Exactement comme l'aura sacrale d'une icône christique a primé sur la valeur d'un objet reposant uniquement sur l'habileté de son auteur tant que le public croyait en Dieu, c'est désormais l'aura « financière » qui alimente l'art contemporain en énergie séductrice, confère à l'œuvre d'art une valeur transcendantale de substitution qui la distingue de la simple marchandise ou même de la marchandise culturelle du rang inférieur, autrement dit, ne bénéficiant pas à valeur culturelle égale, d'un « déploiement financier » aussi « captivant » ; d'un impact, alors, cultuel, et celui-ci relatif à l'adulation matérialistique. Suivant la logique de ce paradigme, un artiste est apprécié en fonction de sa capacité logistique ; son talent, et même son individualité, chère aux adeptes des ruptures rapprochées, deviennent facultatifs. Pour autant, cela ne revient pas à dire que le discours artistique de l'artiste conceptuel est dénué d'intérêt direct. Seulement, sans ce cadre, le propos artistique retournerait probablement à l'indifférence générale, car la relation qu'il entretient avec le public s'est muée en une relation d'hypocrite à hypocrite, basée sur une entente cultuelle souterraine et réciproquement souterraine, et source d'une frustration sans équivalent dans l'histoire de l'art.

Entrées d'annotation de régions:
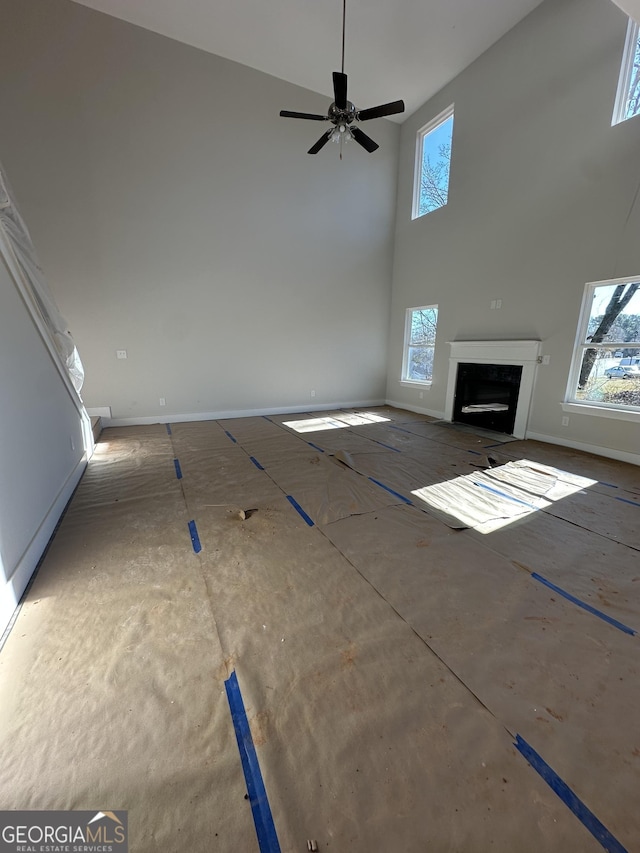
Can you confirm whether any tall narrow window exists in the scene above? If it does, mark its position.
[412,105,453,219]
[402,305,438,383]
[611,18,640,124]
[567,278,640,412]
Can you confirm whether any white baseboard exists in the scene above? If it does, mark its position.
[0,455,87,636]
[526,431,640,465]
[87,406,111,418]
[102,400,384,427]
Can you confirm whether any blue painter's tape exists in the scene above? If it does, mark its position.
[514,735,627,853]
[471,480,540,510]
[369,477,413,506]
[616,495,640,506]
[189,521,202,554]
[531,572,637,637]
[224,670,280,853]
[287,495,313,527]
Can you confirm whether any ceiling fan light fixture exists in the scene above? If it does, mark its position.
[280,0,404,158]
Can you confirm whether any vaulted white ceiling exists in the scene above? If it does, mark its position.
[75,0,552,121]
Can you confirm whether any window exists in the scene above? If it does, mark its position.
[412,105,453,219]
[611,18,640,124]
[402,305,438,383]
[567,278,640,412]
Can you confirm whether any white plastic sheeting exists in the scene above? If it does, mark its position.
[0,158,84,394]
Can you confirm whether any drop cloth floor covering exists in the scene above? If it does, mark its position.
[0,407,640,853]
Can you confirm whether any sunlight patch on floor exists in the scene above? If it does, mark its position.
[283,412,390,432]
[411,459,597,533]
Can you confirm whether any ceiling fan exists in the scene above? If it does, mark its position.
[280,0,404,159]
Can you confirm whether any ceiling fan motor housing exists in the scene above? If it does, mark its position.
[327,101,357,126]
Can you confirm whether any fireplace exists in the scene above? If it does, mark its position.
[445,340,540,438]
[453,362,522,435]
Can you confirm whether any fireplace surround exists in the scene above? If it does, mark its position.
[445,340,540,438]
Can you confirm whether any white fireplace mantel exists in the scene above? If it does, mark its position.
[444,340,541,438]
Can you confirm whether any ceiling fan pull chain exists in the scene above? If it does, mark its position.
[342,0,347,74]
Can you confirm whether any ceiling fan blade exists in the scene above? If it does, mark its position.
[356,101,404,121]
[333,71,347,110]
[307,130,332,154]
[280,110,329,121]
[349,126,380,154]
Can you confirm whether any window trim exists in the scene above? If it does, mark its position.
[400,304,440,388]
[411,104,455,219]
[562,276,640,421]
[611,18,640,126]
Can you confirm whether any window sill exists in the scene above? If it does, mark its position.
[560,403,640,423]
[400,379,432,388]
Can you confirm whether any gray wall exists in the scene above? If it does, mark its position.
[0,0,399,420]
[387,0,640,458]
[0,254,85,634]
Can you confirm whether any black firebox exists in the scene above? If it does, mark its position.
[453,363,522,435]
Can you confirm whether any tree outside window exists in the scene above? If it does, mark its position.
[413,107,453,219]
[402,305,438,382]
[570,278,640,411]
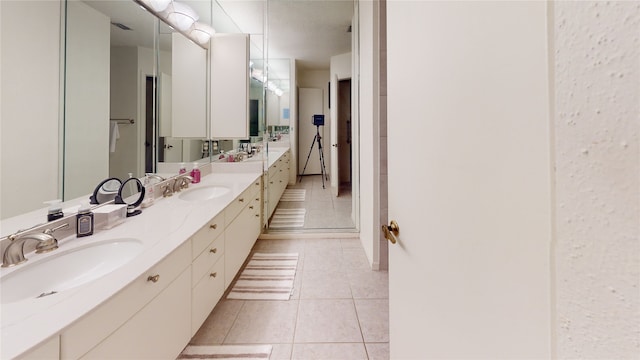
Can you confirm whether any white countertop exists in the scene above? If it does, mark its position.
[0,170,262,359]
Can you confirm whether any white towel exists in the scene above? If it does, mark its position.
[109,121,120,152]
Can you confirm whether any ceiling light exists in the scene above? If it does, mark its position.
[190,22,216,45]
[163,1,199,31]
[142,0,172,12]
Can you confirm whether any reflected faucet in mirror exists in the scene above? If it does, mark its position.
[2,223,69,267]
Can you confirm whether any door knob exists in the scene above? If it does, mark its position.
[382,220,400,244]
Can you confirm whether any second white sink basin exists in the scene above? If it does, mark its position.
[0,238,143,304]
[178,185,231,201]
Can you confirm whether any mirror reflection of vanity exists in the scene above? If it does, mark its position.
[0,0,284,228]
[63,0,211,200]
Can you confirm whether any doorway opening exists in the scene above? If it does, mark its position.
[336,79,353,196]
[144,76,156,173]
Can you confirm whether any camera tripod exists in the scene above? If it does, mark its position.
[300,125,329,189]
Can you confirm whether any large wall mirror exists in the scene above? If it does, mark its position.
[63,0,212,200]
[2,0,266,222]
[63,0,266,200]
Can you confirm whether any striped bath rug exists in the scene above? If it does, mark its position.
[227,253,298,300]
[269,209,307,229]
[178,345,272,360]
[280,189,307,201]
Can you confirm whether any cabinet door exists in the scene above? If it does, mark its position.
[191,259,225,336]
[209,34,249,139]
[82,269,191,359]
[224,207,255,289]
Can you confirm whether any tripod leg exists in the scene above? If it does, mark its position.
[300,135,320,182]
[316,128,329,189]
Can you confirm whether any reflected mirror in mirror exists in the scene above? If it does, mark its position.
[115,178,146,217]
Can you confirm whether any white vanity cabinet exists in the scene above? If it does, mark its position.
[267,150,290,218]
[11,174,263,359]
[224,179,262,289]
[60,241,192,359]
[191,212,225,336]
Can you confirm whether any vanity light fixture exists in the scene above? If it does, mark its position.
[135,0,216,50]
[189,22,216,45]
[160,1,200,31]
[140,0,172,13]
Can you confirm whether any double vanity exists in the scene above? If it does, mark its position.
[0,148,289,359]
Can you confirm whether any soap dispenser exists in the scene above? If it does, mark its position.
[44,199,64,221]
[191,163,201,184]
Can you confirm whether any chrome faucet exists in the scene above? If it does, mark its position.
[2,223,69,267]
[173,174,193,192]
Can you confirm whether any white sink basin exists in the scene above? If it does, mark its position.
[0,239,143,304]
[178,185,231,201]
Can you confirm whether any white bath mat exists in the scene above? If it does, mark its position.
[178,345,273,360]
[280,189,307,201]
[269,209,307,229]
[227,253,298,300]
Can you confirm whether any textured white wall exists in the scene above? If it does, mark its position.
[553,1,640,359]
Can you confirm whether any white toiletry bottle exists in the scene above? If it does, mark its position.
[44,199,64,221]
[141,175,155,208]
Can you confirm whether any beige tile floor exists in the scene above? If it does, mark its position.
[269,175,355,232]
[191,239,389,360]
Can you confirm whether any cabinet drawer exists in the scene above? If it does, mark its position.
[224,179,260,227]
[191,234,224,286]
[60,241,191,359]
[191,211,224,259]
[191,259,224,336]
[82,270,191,359]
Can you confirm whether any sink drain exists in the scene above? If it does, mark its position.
[36,291,58,299]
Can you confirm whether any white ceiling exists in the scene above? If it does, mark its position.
[83,0,354,78]
[218,0,354,69]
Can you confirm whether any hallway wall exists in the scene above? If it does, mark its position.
[550,1,640,359]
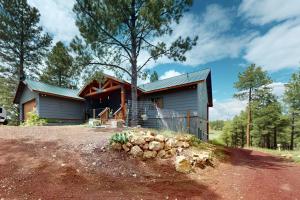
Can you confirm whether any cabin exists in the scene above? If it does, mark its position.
[14,69,213,140]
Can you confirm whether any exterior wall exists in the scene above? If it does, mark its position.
[39,95,84,122]
[138,82,208,140]
[141,88,198,116]
[197,82,208,140]
[19,86,39,121]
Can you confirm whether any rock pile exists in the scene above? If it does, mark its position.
[111,131,191,159]
[111,131,210,173]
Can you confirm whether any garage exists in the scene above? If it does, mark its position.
[23,99,36,121]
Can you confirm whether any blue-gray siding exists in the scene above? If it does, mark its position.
[39,95,84,120]
[19,86,39,120]
[142,88,198,115]
[197,81,208,140]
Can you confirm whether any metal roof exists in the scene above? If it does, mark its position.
[139,69,210,92]
[24,79,84,100]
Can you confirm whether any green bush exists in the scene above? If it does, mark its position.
[22,109,47,126]
[110,133,128,144]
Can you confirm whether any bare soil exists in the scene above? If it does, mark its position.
[0,126,300,200]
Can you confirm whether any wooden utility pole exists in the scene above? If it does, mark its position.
[246,88,252,147]
[290,111,295,150]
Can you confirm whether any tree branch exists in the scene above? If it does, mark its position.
[86,62,132,77]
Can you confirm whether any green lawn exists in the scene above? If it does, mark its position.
[250,147,300,163]
[209,130,224,145]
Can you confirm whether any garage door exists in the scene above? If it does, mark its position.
[23,99,36,121]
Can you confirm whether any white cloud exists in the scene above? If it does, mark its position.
[270,82,285,97]
[159,70,181,79]
[209,99,247,120]
[28,0,79,42]
[139,4,256,68]
[239,0,300,25]
[244,19,300,71]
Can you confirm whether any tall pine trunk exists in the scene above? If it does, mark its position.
[246,88,252,147]
[290,112,295,150]
[130,0,138,126]
[273,126,277,149]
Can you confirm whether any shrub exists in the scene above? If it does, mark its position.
[110,133,128,144]
[22,109,47,126]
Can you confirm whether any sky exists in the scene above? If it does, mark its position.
[28,0,300,120]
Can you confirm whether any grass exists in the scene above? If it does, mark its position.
[249,147,300,163]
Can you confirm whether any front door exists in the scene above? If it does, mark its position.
[23,99,36,121]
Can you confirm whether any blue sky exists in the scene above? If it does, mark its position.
[29,0,300,119]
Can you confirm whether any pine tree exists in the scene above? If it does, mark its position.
[40,42,79,88]
[252,88,282,148]
[284,70,300,150]
[72,0,197,126]
[0,0,51,122]
[0,0,51,80]
[234,64,271,147]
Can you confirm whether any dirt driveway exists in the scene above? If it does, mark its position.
[0,126,218,199]
[0,126,300,200]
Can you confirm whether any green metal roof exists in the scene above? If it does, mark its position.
[24,79,84,100]
[139,69,210,92]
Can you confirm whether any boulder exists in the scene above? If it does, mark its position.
[122,144,130,152]
[176,141,190,148]
[175,156,192,173]
[146,131,156,136]
[175,135,193,142]
[165,138,177,150]
[130,135,146,145]
[165,148,176,158]
[149,141,164,151]
[143,150,157,159]
[155,135,165,142]
[126,142,132,148]
[129,145,144,157]
[144,134,154,142]
[142,143,149,150]
[157,149,167,158]
[111,142,122,151]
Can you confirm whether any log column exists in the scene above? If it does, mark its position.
[121,86,126,121]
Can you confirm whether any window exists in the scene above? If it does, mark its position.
[151,97,164,108]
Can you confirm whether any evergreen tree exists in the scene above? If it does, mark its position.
[234,64,271,147]
[0,0,51,122]
[150,71,158,83]
[284,70,300,150]
[0,0,51,80]
[40,42,79,88]
[72,0,197,126]
[253,88,282,148]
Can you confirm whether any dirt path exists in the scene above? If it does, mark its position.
[213,149,300,200]
[0,127,300,200]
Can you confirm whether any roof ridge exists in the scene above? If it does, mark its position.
[25,78,78,91]
[139,67,210,86]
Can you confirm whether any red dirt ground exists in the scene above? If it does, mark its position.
[0,128,300,200]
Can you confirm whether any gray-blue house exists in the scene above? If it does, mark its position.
[14,69,212,139]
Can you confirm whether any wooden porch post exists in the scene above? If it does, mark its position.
[186,111,191,133]
[121,86,126,120]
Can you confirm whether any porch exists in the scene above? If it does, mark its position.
[79,77,130,123]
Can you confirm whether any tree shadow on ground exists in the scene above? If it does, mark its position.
[228,148,293,170]
[0,139,220,199]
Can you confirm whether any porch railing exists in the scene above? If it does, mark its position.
[98,107,110,123]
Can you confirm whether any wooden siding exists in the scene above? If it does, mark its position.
[19,86,39,121]
[141,88,198,116]
[197,82,208,140]
[39,95,84,120]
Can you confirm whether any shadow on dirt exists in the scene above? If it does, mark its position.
[228,148,291,170]
[0,139,220,199]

TÂCHES ET EXERCICES =
[1] Dans le texte sur l'art contemporain, selon quel critère un artiste est-il apprécié suivant la logique de ce paradigme ?
[2] Comptez les lignes des enregistrements qui contiennent le mot « fireplace » et donnez uniquement ce nombre.
Le texte et les enregistrements sont indépendants l'un de l'autre.

RÉPONSES AUX TÂCHES =
[1] En fonction de sa capacité logistique.

[2] 3